> _The task_: Reproduce the lines below from the one that contains "In this picture, where can the truck tire" through the end, inclusive, and add nothing.

··· Input records

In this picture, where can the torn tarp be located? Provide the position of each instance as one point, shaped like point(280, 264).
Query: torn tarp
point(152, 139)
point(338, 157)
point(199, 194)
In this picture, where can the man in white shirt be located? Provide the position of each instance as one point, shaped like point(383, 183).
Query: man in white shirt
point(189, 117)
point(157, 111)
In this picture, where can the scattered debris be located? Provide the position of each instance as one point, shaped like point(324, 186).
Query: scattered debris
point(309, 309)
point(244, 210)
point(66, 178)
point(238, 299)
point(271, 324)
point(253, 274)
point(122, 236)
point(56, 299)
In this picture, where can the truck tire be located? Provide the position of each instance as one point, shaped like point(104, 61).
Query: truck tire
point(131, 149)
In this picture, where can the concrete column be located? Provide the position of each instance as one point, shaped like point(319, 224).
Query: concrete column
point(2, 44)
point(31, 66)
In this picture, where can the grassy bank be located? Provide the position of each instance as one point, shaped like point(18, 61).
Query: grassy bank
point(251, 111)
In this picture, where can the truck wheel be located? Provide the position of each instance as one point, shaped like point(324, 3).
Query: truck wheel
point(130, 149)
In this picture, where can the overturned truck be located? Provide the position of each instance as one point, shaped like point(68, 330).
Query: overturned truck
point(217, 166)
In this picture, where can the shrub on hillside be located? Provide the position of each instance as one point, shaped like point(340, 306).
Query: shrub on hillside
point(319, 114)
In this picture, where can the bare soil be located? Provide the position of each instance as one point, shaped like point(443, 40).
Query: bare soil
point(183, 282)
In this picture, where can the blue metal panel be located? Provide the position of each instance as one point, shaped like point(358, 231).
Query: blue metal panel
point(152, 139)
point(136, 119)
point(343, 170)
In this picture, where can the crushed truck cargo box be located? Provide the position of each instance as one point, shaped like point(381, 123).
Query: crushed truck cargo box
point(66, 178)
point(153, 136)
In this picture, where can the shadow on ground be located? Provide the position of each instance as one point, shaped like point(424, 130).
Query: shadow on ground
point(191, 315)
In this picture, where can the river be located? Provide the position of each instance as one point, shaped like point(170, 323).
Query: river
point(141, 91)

······

> _Exercise response_:
In this picture, where can the truck tire be located? Provide the position of each instance as one point, shaped like point(104, 61).
Query: truck tire
point(131, 149)
In this picture, where can the concrete column be located? Provide the position of each instance as one point, shaped like point(319, 224).
Query: concrete column
point(2, 44)
point(31, 66)
In this picture, where can the grassy bank be located? Provide the position of each instance as one point, shaped like point(18, 61).
Query: grassy bank
point(251, 111)
In this picture, where can the truck wheel be located? Provide the position of each instance as one point, shaped like point(324, 3).
Query: truck wheel
point(130, 149)
In this picture, where can the overturned truck be located? Provide the position of each instance as one point, shaped like point(68, 330).
Query: overturned truck
point(217, 166)
In this picture, where can the shrub on hillside be located? Provide the position of each instance as one point, shaped like point(340, 306).
Query: shrub on hillside
point(319, 114)
In this picture, where can the bare soil be located? Provide the position of each instance as one point, shaped like point(443, 40).
Query: bare soil
point(183, 282)
In this picture, where can the blue metal panel be located? Provide the position of each instance as one point, shaped like point(358, 231).
Query: blue metal panel
point(152, 139)
point(136, 119)
point(343, 170)
In this picture, where can the crushed truck cargo box be located? Provide the position of each instance as one point, shaped like point(381, 123).
Query: crushed truck cargo box
point(66, 178)
point(153, 136)
In this picture, where can the shadow on ground be located? Provide the position of each instance as one point, shaped like point(424, 130).
Query: shadow on ground
point(191, 315)
In this picture, where can the river be located? Provide the position of each instance as one point, shaped like point(170, 323).
Query: river
point(141, 91)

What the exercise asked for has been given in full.